Various Claimants -v- Barclays Bank plc (Dr Bates (deceased) and Barclays Group Litigation) [2017] EWHC 1929 (QB)雇用前医療検査を担当する医師、又は、船舶に乗船する医師に関する船主の責任
事実
裁判所は、バークレー銀行は、40年も前の、雇用前医療検査において、契約医師が行ったセクハラについて、使用者責任を負うかという点について、金銭賠償の前提問題として、判断を求められました。原告は、銀行に就職を求め、雇用の条件として、雇用前の医療検査に合格しなければなりませんでした。ベイツ医師は、その自宅で、この雇用前医療検査を行うために、バークレー銀行により、独立した立場として契約された者であり、バークレー銀行は、国中で、同様の契約を地域の医師と結んでいました。ベイツ医師は、また、その医療業務について、地域の病院や他の業界に対しても供給する契約を結んでいました。同医師は、2009年に死亡しましたので、彼個人に対する請求は時間遅れとなりました。
判決
裁判所は、本件において使用者責任が存在するかどうかの判断には、2つの段階的なテストを必要とする、と判示しました。
1) 当該関係は、雇用関係なのか、又は、「雇用に類似する」関係なのか?
裁判所は、5つの公式を当てはめ、医療検査は、まさに、銀行の利益のためのものであり、銀行の業務活動の一環である、と判示しました。医療検査の目的は、銀行が健全な人員を得ることを確保するためであり、それは、業務活動に不可欠のものである、としました。また、将来の、又は、既に入社していた従業員は、検査を受ける意思を選ぶことが出来なかった、とも判示しました。銀行は、既に入社している、又は、将来の従業員に対して、どこに、いつ行くかを指示して、医療検査を手配しました。また、銀行が、その検査の費用を支払いました。さらに、銀行は、ベイツ医師をして、銀行を代理して検査を遂行させることにより、セクハラが起きる危険を生起させました。また、裁判所は、ベイツ医師が2009年に死亡し、その職業上の保険が故意によるセクハラをカバーしないであろうから、銀行には、そのようなリスクに対する保険を付け、原告らへの賠償の手段を得ておくことが期待される、と判断しました。銀行のベイツ医師に対するコントロールの程度について、裁判所は、銀行は、ベイツ医師に対して、行うべき身体検査の性質に関し、詳細な指示を行っており、それは、異常に詳細な、ベイツ医師が完了するべき、バークレーのロゴの入った手順が含まれていたことを認定しました。

[課題一覧]:
1. 本文のうち、「裁判所は、5つの公式を当ては」から「れていたことを認定しました。」までを、両端を含めて一字一句変えずに抜き出して返してください。
2. 本文に照らし、(a)〜(c)の各記述が本文と一致するかどうかを「はい」または「いいえ」で答え、判断の根拠となる本文の語句をそのまま引用してください。(a) ベイツ医師は2009年に死亡した。(b) 医療検査の費用は、従業員が負担した。(c) 裁判所は、使用者責任の判断には3つの段階的なテストを要すると判示した。
この後に続く行は、本件とは一切関係ありません。

[提供データ]:
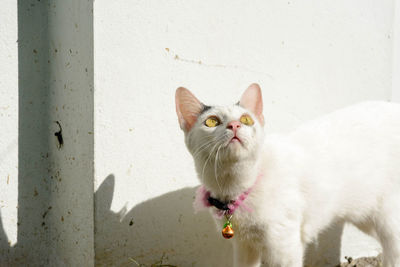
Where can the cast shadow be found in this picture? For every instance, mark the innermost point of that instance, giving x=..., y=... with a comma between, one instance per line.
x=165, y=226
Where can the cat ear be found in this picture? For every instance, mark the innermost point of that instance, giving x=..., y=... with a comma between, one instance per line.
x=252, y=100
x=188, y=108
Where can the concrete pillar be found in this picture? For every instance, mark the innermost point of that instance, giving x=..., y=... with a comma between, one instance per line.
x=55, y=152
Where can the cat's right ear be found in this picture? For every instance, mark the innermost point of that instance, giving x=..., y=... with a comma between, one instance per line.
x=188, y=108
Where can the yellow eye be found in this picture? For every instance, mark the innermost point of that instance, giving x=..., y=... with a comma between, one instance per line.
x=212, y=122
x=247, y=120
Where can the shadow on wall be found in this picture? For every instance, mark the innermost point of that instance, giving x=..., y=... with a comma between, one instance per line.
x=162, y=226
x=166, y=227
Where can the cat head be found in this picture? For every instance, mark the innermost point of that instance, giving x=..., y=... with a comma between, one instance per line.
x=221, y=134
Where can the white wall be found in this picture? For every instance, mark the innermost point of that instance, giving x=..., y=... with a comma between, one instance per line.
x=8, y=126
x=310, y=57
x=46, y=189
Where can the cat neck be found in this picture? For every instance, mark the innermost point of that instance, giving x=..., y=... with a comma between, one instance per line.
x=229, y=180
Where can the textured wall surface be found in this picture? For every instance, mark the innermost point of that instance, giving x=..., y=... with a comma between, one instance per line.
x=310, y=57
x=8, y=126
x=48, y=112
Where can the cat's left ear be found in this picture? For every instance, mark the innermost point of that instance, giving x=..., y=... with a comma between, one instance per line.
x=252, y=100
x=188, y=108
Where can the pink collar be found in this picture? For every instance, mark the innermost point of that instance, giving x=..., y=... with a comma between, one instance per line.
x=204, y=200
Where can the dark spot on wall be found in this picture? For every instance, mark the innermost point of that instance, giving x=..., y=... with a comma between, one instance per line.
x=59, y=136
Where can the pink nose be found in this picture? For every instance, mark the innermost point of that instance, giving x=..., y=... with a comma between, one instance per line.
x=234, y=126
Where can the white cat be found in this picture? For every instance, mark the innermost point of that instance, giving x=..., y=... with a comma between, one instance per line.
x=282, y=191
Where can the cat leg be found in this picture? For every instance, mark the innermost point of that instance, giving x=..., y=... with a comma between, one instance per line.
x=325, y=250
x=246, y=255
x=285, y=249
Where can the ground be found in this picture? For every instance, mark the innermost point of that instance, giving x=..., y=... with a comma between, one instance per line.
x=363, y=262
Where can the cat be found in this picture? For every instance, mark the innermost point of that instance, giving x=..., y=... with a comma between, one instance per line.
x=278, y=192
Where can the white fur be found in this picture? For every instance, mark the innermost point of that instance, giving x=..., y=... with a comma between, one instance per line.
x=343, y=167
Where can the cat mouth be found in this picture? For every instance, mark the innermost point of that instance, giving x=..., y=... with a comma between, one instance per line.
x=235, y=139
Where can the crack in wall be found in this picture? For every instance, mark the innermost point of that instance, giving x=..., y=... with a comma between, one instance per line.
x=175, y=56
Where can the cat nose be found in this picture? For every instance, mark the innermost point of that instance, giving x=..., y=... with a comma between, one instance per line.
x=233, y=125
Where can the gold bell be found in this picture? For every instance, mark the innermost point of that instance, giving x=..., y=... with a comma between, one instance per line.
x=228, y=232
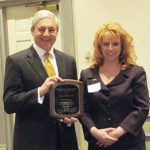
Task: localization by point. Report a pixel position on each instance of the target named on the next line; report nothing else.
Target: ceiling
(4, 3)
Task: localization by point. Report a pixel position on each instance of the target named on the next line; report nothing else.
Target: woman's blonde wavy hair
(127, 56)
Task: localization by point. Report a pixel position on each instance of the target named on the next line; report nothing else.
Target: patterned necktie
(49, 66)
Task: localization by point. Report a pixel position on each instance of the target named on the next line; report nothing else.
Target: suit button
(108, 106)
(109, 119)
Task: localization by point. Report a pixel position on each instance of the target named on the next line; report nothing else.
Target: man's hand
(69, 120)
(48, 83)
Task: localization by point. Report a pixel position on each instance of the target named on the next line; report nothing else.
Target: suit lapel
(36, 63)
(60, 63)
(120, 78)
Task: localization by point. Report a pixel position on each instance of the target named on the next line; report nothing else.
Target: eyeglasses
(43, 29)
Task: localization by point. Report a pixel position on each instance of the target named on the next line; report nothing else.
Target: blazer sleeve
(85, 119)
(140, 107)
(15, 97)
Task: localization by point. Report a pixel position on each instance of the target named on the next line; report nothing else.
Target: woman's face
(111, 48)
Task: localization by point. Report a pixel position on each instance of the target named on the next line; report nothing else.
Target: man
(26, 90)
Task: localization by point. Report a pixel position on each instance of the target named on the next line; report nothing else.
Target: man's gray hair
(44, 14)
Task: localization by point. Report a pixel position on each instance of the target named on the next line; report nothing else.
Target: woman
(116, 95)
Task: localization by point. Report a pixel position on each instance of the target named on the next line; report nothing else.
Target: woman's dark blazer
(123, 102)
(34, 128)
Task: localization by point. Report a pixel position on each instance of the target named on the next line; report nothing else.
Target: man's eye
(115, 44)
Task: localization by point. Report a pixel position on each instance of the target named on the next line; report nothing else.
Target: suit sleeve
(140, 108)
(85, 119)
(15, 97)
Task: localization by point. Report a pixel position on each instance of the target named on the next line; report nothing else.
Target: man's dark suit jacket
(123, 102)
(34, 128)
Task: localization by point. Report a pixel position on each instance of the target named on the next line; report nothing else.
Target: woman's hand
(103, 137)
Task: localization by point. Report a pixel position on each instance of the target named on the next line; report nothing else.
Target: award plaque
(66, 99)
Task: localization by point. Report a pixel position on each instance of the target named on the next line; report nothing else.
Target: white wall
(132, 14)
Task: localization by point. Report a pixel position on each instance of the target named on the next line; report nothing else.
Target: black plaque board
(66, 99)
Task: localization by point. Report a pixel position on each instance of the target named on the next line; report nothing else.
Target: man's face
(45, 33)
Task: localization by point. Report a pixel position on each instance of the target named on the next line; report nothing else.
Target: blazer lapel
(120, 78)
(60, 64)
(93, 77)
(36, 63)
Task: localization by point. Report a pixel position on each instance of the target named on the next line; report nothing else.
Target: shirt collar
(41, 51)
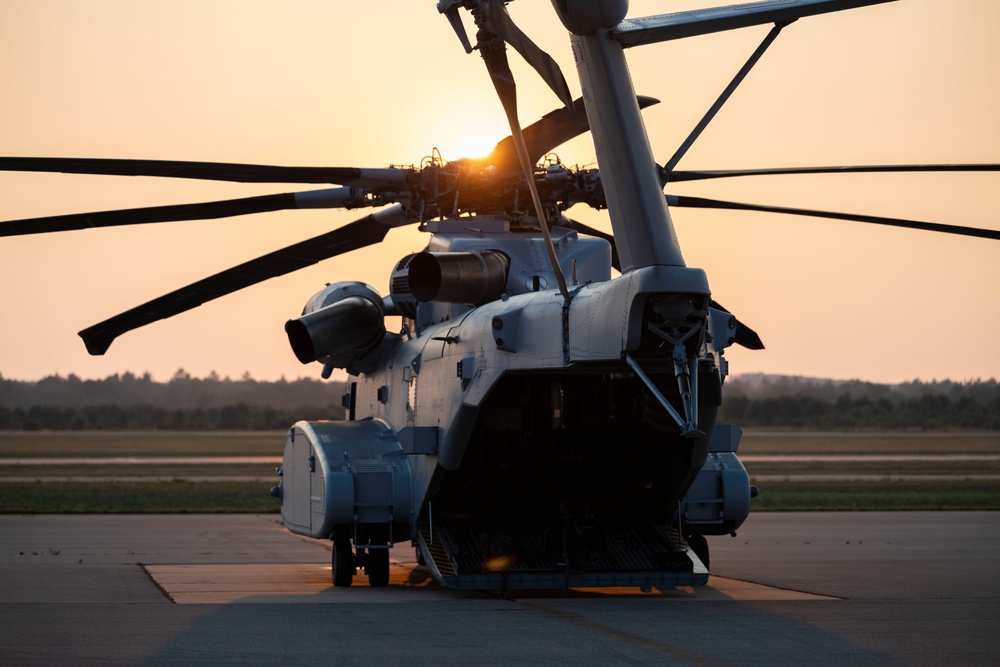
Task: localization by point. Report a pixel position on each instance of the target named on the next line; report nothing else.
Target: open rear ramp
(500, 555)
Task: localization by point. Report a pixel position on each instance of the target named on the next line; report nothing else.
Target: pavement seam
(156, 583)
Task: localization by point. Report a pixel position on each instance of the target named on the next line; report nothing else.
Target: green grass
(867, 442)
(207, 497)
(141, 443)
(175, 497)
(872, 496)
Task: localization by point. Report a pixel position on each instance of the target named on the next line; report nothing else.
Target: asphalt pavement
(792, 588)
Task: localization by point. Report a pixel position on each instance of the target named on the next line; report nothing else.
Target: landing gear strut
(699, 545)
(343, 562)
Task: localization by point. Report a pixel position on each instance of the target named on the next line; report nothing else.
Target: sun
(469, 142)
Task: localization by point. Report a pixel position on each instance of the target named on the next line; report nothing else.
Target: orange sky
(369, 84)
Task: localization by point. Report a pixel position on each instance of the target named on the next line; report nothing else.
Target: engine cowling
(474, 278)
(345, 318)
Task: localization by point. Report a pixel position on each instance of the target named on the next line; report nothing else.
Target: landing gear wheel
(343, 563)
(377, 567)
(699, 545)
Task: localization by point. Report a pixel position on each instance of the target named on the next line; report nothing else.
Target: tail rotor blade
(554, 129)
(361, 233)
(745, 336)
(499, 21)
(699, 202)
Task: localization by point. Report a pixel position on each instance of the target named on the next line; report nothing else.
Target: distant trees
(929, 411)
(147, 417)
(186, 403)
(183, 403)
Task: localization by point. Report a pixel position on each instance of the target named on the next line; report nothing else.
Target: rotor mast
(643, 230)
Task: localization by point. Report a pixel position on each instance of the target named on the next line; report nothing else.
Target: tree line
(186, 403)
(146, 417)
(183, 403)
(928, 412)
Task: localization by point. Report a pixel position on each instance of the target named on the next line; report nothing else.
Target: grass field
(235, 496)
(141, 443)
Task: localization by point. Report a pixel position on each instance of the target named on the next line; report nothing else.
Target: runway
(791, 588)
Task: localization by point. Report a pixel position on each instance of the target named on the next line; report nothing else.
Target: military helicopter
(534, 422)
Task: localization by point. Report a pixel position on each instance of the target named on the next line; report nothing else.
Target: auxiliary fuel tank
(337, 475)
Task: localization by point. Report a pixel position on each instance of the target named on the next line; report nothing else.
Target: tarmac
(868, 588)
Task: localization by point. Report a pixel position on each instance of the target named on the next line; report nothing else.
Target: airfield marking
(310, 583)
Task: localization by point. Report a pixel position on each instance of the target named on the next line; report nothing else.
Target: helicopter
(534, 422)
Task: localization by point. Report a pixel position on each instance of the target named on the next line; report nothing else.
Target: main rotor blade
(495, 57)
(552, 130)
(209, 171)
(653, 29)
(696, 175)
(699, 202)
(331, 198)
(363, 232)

--

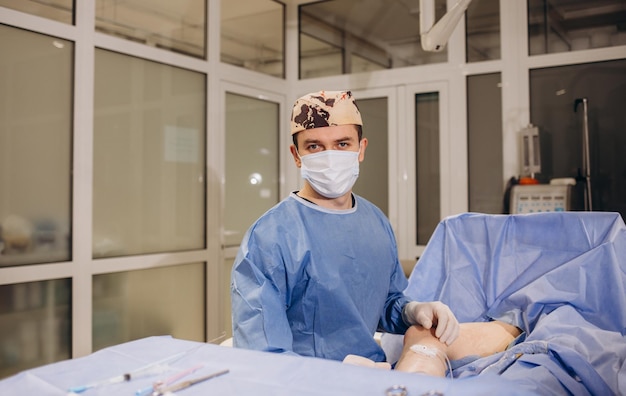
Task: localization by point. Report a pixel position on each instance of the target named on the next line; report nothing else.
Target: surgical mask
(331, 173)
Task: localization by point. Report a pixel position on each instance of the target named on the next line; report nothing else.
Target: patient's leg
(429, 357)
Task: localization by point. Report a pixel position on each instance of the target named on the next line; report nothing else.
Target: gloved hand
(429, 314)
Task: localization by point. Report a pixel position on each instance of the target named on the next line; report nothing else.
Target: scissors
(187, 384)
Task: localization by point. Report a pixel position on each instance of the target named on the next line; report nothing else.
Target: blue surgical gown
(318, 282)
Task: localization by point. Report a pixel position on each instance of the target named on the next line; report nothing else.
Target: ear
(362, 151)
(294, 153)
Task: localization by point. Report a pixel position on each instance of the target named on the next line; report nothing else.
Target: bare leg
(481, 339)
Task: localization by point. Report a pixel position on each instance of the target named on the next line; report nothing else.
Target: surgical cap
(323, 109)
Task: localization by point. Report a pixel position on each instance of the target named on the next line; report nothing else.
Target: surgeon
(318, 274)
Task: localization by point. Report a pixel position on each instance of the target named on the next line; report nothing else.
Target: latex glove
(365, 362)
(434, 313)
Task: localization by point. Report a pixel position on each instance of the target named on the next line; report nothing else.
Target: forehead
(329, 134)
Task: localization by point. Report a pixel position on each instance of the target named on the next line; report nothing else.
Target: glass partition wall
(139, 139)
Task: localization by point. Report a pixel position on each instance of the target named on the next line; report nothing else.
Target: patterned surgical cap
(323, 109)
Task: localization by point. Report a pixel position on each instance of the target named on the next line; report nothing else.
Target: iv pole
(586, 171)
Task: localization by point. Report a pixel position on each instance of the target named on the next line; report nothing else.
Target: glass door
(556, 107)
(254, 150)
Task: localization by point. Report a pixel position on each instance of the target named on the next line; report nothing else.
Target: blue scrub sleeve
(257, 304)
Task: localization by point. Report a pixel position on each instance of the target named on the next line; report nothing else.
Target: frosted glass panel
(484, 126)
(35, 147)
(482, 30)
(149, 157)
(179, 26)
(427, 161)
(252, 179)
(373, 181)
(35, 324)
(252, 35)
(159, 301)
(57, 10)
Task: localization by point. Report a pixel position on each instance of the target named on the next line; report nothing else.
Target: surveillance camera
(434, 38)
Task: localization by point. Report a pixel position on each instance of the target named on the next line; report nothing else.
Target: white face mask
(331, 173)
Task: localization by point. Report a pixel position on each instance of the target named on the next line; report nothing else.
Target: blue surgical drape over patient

[記述解答]:
1.
裁判所は、5つの公式を当てはめ、医療検査は、まさに、銀行の利益のためのものであり、銀行の業務活動の一環である、と判示しました。医療検査の目的は、銀行が健全な人員を得ることを確保するためであり、それは、業務活動に不可欠のものである、としました。また、将来の、又は、既に入社していた従業員は、検査を受ける意思を選ぶことが出来なかった、とも判示しました。銀行は、既に入社している、又は、将来の従業員に対して、どこに、いつ行くかを指示して、医療検査を手配しました。また、銀行が、その検査の費用を支払いました。さらに、銀行は、ベイツ医師をして、銀行を代理して検査を遂行させることにより、セクハラが起きる危険を生起させました。また、裁判所は、ベイツ医師が2009年に死亡し、その職業上の保険が故意によるセクハラをカバーしないであろうから、銀行には、そのようなリスクに対する保険を付け、原告らへの賠償の手段を得ておくことが期待される、と判断しました。銀行のベイツ医師に対するコントロールの程度について、裁判所は、銀行は、ベイツ医師に対して、行うべき身体検査の性質に関し、詳細な指示を行っており、それは、異常に詳細な、ベイツ医師が完了するべき、バークレーのロゴの入った手順が含まれていたことを認定しました。

2.
(a) はい。「同医師は、2009年に死亡しました」
(b) いいえ。「銀行が、その検査の費用を支払いました」
(c) いいえ。「2つの段階的なテストを必要とする」